* [Document segment]:
2.3. Sustainable Development

Sustainable development has proven to be a contested concept since its conception and subsequent evolution (1972–1992) in international conferences. In 1999, a consensus was reached that sustainable development “is a pluralistic concept that identifies the need to balance economic, social and environmental concerns in the making of public and private consumption decisions affecting extraction-disposal chains” [1] (p. 88). The concept continues to be highly contested in how its meaning is interpreted in practice. To make his point, the author succinctly presents four different analyses of the sustainable development (SD) concept and the policy prescriptions for achieving it. In 1996, Dobson [9] conceived SD as an inherently anthropocentric concept that ranged narrowly between market and equity-based approaches and “does not encompass radical preservationist or deep ecology conceptions of what is to be sustained” [1] (p. 81). For the market-based approach, the objective is to sustain the total capital stock needed to enhance human welfare by primarily meeting the needs and wants of present generations, based on the considerable substitutability of natural capital for human-made capital [10]. For Dobson, SD means basically sustainable resource use, and the policy prescriptions he recommends for achieving sustainable resource use are secure private property rights, pricing nature, and promoting free trade. When the SD concept focuses on the equity-based approach, the importance of sustaining “critical natural capital” to secure human welfare is accepted, inter and intra-generational welfare is prioritized, and substitutability between critical natural capital and human-made capital becomes unacceptable. Some possible solutions for promoting this approach are, in Dobson’s view, a focus on economic equity, women’s rights, political empowerment, protectionism, and appropriate technology.
Jacobs (1999) [11] identified six features of sustainable development: Environment–economy integration, futurity, environmental protection, equity, quality of life, and participation. In his view, possible solutions for achieving sustainable development are government action aiming to implement the concept; contribution of civil society and media to identifying gaps between rhetoric and action; and a degree of institutional learning, as agencies reflect on what needs to be achieved or improved. The author proposes two conceptions of SD: A mainstream one and a radical one. The mainstream approach includes: Weak and strong environmental protection linked to wise-use conservatism and to limits to growth environmentalism, respectively; promoting equity between the global North and South countries; stakeholder participation; and a specific scope of the subject area: In the North, sustainability means solving environmental problems while in the South, sustainability means approaching wider social life issues. Jacobs’s radical approach sees SD as a potential vehicle for realizing a green social democratic vision [1] (p. 82). This approach identified market forces as the key drivers of environmental unsustainability and the solution proposed was economic planning through government intervention in the economy at a variety of levels, in addition to increased stakeholder democracy.
In 2005, Hopwood et al. [12] used a two-dimensional map depicting the degree to which sustainable development is conceptualized as a vehicle for increasing equality (the y variable) and increasing environmental protection (the x variable). The map displays three gradual options for the two variables: Status quo, reform, and transformation, all of which can be used to distinguish between a large number of theoretical positions on sustainable development by neo-liberal economists, ecological modernizers, eco-fascists, social ecologists, socialist cornucopians, and eco-socialists.

* [Stored rows]:
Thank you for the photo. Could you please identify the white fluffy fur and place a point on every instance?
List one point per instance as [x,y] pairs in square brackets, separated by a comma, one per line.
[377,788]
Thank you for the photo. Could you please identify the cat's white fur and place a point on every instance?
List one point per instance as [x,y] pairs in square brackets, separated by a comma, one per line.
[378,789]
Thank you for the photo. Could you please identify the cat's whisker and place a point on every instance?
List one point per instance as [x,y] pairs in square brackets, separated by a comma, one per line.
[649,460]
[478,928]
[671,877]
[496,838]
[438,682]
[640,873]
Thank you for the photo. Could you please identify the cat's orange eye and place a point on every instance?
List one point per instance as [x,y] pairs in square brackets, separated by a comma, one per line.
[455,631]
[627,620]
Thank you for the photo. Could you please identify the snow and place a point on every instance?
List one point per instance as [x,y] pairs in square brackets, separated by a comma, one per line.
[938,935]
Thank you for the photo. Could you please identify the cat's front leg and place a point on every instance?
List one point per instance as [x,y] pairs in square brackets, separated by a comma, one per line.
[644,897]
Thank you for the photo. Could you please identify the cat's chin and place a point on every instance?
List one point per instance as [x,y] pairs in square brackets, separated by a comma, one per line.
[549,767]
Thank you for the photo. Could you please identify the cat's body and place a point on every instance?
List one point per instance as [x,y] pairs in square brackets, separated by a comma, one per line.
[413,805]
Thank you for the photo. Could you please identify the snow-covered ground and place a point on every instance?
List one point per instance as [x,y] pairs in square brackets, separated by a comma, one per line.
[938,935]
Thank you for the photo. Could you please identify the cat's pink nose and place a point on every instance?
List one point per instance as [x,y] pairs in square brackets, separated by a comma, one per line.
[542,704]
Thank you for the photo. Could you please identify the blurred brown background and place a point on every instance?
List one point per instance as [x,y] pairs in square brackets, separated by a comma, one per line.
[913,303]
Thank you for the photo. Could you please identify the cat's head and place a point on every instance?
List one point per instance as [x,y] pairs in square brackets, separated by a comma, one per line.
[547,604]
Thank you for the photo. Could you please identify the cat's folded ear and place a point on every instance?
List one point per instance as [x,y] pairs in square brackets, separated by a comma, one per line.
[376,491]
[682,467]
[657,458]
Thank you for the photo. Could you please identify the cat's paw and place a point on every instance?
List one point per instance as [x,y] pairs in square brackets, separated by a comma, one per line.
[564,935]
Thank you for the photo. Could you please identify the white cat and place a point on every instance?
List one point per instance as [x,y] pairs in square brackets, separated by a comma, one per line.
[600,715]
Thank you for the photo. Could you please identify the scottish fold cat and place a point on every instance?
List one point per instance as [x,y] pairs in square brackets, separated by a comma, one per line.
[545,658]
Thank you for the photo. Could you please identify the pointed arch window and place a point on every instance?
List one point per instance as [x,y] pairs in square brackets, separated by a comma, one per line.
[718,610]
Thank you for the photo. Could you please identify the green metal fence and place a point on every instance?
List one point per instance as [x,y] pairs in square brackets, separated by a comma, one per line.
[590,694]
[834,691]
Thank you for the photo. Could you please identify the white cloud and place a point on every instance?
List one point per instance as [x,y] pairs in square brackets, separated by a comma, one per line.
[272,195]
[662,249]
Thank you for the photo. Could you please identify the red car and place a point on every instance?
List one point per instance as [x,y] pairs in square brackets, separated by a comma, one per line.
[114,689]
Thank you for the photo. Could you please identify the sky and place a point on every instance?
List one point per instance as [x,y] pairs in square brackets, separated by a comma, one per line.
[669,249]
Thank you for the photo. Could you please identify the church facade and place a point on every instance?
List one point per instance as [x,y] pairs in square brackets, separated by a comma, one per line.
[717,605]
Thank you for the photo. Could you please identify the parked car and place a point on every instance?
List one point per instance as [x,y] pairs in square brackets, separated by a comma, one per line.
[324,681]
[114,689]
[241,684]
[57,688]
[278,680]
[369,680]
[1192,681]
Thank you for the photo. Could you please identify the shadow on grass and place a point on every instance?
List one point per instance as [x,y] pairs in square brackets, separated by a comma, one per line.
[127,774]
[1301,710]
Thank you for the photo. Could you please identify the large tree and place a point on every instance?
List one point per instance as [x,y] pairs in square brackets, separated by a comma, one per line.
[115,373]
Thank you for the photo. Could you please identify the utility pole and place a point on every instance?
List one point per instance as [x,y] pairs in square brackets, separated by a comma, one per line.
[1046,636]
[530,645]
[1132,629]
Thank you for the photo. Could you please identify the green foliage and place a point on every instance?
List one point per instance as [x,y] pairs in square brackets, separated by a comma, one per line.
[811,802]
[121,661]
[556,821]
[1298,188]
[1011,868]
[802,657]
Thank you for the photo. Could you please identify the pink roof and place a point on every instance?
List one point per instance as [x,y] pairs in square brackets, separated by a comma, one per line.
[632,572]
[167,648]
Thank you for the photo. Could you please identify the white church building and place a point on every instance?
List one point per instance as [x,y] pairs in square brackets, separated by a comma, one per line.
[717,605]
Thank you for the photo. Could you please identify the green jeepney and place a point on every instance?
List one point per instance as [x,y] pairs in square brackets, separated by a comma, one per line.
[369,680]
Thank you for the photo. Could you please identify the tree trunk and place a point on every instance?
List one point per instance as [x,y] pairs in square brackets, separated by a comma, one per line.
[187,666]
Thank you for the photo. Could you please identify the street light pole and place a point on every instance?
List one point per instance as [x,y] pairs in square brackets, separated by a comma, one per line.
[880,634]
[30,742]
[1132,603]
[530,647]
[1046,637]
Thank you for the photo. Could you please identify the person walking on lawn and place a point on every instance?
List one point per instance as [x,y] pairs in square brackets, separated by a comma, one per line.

* [Given problem]: Copy word for word the part of the passage on sustainable development that begins with the words "In 2005, Hopwood" and ends with "cornucopians, and eco-socialists.". The records bear no relation to the passage on sustainable development.

* [Written response]:
In 2005, Hopwood et al. [12] used a two-dimensional map depicting the degree to which sustainable development is conceptualized as a vehicle for increasing equality (the y variable) and increasing environmental protection (the x variable). The map displays three gradual options for the two variables: Status quo, reform, and transformation, all of which can be used to distinguish between a large number of theoretical positions on sustainable development by neo-liberal economists, ecological modernizers, eco-fascists, social ecologists, socialist cornucopians, and eco-socialists.